Speaking to CNBC's Hadley Gamble in Cairo, the recently-appointed Mohamed Maait discussed what the current market turmoil meant for the Middle Eastern country of 90 million.
"It is worrying; however, we are able until now to absorb these negative effects... Egypt's economy has sources to address this. However, I have to be very honest — up to a limit," Maait said. "So hopefully what is happening will be corrected and will move into a stable position, because yes we are absorbing all these shocks — oil prices, emerging market problems, increasing interest rates — but if they continue like that, it will be a problem for us."
Investors have been stepping away from emerging markets on the back of rising global interest rates and a strengthening dollar, which have made the record-high stock of dollar-denominated emerging market debt significantly more painful to pay off. Several major emerging economies, including Turkey, Argentina and Indonesia, are seeing their currencies hit record lows, while even India and China are seeing asset values slip amid growing trade war fears. The MSCI emerging markets index is down nearly 9 percent year-to-date.
Maait's comments come as Egypt enters a period of solid recovery more than seven years after its 2011 revolution and a series of terrorist attacks sent the economy spiraling. But the austerity measures behind some of this growth have led to sharply increased living costs for ordinary Egyptians and deepening social discontent.
Egypt reported its highest economic growth in a decade in July, at 5.3 percent for the 2017-2018 fiscal year compared to 4.2 percent the previous year. The government aims to hit 7 percent growth by 2022, an aspiration bolstered by the International Monetary Fund's (IMF) forecast of 6 percent growth in the near-term — the highest in North Africa — and a reduction in inflation and unemployment of 7 percent by 2022.
The country's lofty macro figures stem from a number of IMF-imposed structural reforms implemented by the Egyptian government since late 2016, alongside a $12 billion loan from the international lender. Egypt floated its currency, began reducing subsidies and raising taxes, and enacted a series of investment reforms — including lowering taxes and facilitating bureaucratic processes for international companies — boosting foreign investor confidence.
The private sector has already reaped benefits, with Egypt's benchmark EGX 30 index up 38.5 percent since December 2016.
But what's been less touted is the cost of these austerity measures. Not long after President Abdel Fattah al-Sisi's election in 2014 and the subsequent IMF loan — unlocked after Egypt unpegged its currency, the pound, triggering its 50 percent crash against the dollar — basic costs for Egyptians skyrocketed.
Gas prices have tripled in the past three years and electricity costs have more than quadrupled. Once heavily subsidized by the state, the price of basic staples such as bread, sugar and cooking oil have more than doubled.
And poverty is on the rise — it's currently at nearly 28 percent, up from 25 percent in 2010, and in rural areas is as high as 60 percent, according to the World Bank. Forty percent of Egyptians live on less than $2 a day. Wages have not kept up with the rise in living costs, and the Bank cites high inflation and the erosion of real incomes as having "taken a toll on social and economic conditions."
The finance minister held that these reforms, though exacting, are necessary.

Named-object pointing records
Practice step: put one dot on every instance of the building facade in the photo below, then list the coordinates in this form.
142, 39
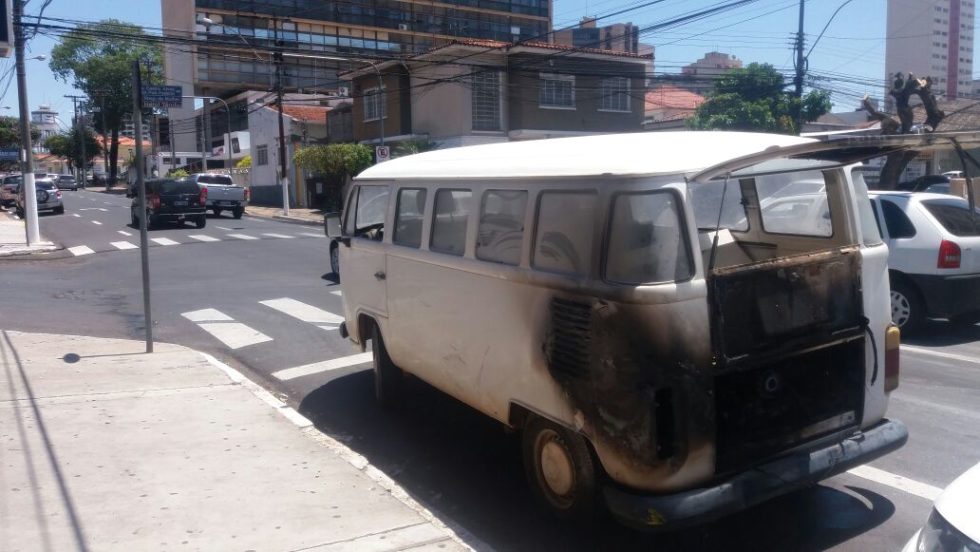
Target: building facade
931, 38
239, 33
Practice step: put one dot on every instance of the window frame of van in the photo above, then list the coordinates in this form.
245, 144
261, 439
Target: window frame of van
683, 226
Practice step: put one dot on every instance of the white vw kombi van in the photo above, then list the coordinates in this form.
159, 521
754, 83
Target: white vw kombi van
681, 324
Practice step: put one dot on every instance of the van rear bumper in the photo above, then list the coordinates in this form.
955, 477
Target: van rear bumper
779, 476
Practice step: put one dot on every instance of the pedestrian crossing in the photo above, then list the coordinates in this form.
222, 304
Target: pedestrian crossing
80, 250
235, 334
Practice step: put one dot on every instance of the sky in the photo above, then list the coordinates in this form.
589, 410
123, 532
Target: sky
852, 50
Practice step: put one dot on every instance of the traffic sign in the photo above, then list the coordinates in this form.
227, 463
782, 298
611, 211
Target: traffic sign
161, 96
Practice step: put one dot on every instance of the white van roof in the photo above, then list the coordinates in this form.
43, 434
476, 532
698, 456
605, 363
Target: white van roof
646, 153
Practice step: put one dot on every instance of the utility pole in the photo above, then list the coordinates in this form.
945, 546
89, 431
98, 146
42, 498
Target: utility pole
801, 63
277, 58
27, 150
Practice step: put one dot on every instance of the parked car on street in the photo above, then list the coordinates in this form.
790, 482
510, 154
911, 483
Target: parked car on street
223, 194
170, 200
9, 187
67, 182
953, 525
48, 197
933, 259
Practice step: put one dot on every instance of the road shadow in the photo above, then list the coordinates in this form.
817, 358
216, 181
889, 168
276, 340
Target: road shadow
941, 333
464, 465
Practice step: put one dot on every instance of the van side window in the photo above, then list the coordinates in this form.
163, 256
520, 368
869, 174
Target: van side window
564, 234
647, 242
452, 211
898, 224
408, 217
501, 231
369, 212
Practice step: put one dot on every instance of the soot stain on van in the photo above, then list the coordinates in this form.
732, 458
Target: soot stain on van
639, 376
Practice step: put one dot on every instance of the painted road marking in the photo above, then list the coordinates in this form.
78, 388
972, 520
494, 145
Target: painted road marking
304, 312
905, 484
234, 334
207, 315
202, 237
950, 356
325, 366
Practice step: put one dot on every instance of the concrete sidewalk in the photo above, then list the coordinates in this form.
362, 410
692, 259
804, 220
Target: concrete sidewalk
105, 447
13, 238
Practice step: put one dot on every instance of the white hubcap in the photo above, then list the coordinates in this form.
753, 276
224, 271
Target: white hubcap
556, 467
901, 310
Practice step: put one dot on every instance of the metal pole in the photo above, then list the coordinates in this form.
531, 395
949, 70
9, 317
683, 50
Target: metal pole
32, 231
141, 187
282, 133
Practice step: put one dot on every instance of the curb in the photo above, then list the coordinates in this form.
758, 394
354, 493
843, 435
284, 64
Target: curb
359, 462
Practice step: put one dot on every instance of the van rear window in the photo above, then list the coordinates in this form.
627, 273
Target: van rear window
647, 242
955, 218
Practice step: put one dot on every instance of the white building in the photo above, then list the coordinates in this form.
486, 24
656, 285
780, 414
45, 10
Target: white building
931, 38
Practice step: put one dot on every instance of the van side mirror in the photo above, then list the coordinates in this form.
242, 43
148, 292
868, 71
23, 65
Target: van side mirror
331, 225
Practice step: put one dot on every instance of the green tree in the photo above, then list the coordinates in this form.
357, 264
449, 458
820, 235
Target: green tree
755, 98
67, 145
97, 58
335, 161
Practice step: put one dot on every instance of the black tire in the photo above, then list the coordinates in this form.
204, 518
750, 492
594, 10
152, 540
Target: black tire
908, 309
335, 259
560, 470
387, 377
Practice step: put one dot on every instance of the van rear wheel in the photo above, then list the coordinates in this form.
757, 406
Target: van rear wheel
559, 469
387, 376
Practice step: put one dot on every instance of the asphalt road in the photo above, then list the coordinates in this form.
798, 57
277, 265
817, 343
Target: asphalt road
256, 294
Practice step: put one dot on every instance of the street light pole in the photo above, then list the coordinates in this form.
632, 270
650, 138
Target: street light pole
33, 232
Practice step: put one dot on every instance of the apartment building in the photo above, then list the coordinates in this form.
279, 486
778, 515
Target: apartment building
931, 38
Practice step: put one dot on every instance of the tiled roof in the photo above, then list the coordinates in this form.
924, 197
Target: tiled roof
672, 97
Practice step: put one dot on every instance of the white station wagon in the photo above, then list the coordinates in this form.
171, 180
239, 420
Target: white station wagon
669, 350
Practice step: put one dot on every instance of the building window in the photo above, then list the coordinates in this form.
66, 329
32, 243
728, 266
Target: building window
486, 100
557, 91
374, 105
615, 94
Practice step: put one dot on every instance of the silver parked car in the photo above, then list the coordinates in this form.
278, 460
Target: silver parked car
48, 198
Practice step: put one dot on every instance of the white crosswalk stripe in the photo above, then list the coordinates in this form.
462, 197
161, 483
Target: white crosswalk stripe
202, 237
304, 312
325, 366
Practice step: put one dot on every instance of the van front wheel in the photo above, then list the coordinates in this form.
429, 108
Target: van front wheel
387, 376
559, 469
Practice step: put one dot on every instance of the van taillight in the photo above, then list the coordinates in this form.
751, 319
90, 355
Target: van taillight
949, 255
892, 342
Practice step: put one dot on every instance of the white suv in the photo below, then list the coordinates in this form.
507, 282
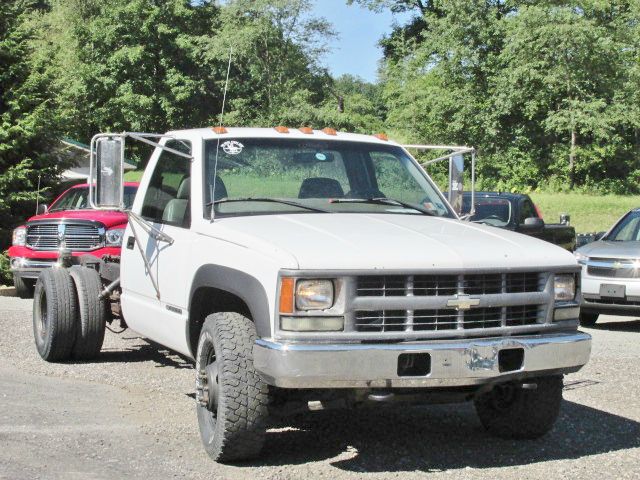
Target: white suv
611, 271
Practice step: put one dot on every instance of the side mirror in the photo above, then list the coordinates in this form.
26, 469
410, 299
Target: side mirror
532, 225
107, 171
456, 182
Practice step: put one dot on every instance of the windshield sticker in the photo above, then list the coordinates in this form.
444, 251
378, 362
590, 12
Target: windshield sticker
232, 147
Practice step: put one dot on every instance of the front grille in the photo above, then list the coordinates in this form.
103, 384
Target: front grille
613, 301
613, 268
448, 319
473, 286
77, 236
439, 285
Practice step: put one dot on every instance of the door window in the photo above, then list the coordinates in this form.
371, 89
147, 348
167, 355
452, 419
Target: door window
168, 197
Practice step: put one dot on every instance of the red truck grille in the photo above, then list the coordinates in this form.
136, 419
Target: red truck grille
77, 236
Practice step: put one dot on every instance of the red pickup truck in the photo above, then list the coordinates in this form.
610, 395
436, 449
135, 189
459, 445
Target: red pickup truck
69, 223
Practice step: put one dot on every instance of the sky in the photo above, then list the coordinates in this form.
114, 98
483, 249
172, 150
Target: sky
356, 50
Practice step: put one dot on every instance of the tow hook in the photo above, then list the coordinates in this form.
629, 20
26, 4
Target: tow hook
381, 396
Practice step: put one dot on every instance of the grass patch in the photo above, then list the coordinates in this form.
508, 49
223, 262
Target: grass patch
589, 213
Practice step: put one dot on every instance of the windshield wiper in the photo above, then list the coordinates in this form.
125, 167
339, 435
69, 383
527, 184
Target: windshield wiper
272, 200
383, 201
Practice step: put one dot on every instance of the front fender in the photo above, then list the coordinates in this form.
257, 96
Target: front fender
240, 284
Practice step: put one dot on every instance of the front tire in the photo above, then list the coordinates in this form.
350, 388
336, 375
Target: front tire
24, 288
510, 411
232, 399
54, 314
588, 319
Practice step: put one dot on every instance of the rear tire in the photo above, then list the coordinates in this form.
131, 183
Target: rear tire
24, 288
92, 310
232, 399
509, 411
588, 319
54, 314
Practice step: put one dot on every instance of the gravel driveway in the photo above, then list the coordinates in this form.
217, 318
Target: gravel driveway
131, 414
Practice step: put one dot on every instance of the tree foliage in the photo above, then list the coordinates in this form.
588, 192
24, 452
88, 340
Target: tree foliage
548, 91
27, 125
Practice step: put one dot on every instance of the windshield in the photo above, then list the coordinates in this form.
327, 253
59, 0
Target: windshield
492, 211
627, 229
257, 176
78, 199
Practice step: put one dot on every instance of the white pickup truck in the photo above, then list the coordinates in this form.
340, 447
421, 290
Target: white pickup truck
306, 269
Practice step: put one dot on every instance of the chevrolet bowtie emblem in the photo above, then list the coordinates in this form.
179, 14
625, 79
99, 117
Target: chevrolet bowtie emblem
463, 302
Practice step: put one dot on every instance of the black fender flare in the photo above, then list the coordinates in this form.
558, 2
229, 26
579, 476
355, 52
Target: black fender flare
240, 284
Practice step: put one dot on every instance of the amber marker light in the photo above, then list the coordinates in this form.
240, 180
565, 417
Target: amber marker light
286, 295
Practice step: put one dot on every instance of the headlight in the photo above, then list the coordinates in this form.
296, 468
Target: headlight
312, 324
314, 294
19, 237
565, 287
114, 237
581, 258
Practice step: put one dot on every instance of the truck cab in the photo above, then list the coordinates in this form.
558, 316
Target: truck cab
308, 269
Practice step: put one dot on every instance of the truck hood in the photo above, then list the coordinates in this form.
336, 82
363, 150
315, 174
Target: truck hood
389, 242
606, 249
107, 217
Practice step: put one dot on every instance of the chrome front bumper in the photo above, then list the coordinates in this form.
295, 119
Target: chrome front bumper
29, 268
453, 363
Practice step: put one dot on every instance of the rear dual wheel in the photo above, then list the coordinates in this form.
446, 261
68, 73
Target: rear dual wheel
68, 316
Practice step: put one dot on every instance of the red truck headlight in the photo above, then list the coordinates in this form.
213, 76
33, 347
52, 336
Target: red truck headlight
19, 237
114, 237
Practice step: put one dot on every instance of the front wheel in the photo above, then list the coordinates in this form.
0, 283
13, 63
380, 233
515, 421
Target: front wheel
511, 411
231, 397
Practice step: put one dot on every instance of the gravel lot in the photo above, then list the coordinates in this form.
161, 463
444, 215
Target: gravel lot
131, 414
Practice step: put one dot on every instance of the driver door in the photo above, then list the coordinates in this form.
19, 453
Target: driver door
161, 314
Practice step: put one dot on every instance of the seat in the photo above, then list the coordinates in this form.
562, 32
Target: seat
177, 210
220, 189
320, 187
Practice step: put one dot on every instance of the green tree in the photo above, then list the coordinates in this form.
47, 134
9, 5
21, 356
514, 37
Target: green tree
27, 124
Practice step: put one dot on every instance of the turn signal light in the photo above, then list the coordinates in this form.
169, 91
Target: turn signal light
286, 295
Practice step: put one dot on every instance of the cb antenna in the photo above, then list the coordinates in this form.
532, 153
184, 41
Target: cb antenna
215, 163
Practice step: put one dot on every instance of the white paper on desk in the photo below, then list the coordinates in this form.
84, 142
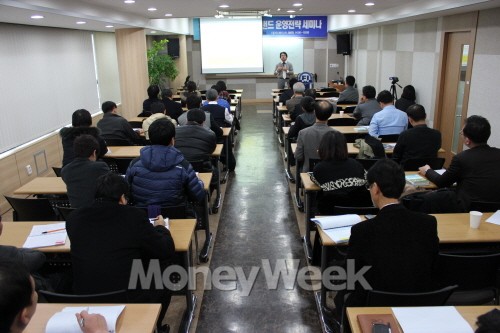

Given request 1
Summarize the article on Egypt's economy in two sentences.
Given request 2
According to the article on Egypt's economy, what economic growth rate did Egypt report for the 2017-2018 fiscal year?
Given request 3
Duplicate the passage of the article on Egypt's economy from "Maait's comments come" up to and including "percent by 2022.".

Full solution 1
Egypt's finance minister, Mohamed Maait, said the country has so far been able to absorb shocks such as oil prices, emerging market problems and rising interest rates, but only up to a limit. Egypt's recent growth stems from IMF-imposed structural reforms and a $12 billion loan, yet the austerity measures behind it have sharply increased living costs for ordinary Egyptians and deepened social discontent.

Full solution 2
5.3 percent.

Full solution 3
Maait's comments come as Egypt enters a period of solid recovery more than seven years after its 2011 revolution and a series of terrorist attacks sent the economy spiraling. But the austerity measures behind some of this growth have led to sharply increased living costs for ordinary Egyptians and deepening social discontent.
Egypt reported its highest economic growth in a decade in July, at 5.3 percent for the 2017-2018 fiscal year compared to 4.2 percent the previous year. The government aims to hit 7 percent growth by 2022, an aspiration bolstered by the International Monetary Fund's (IMF) forecast of 6 percent growth in the near-term — the highest in North Africa — and a reduction in inflation and unemployment of 7 percent by 2022.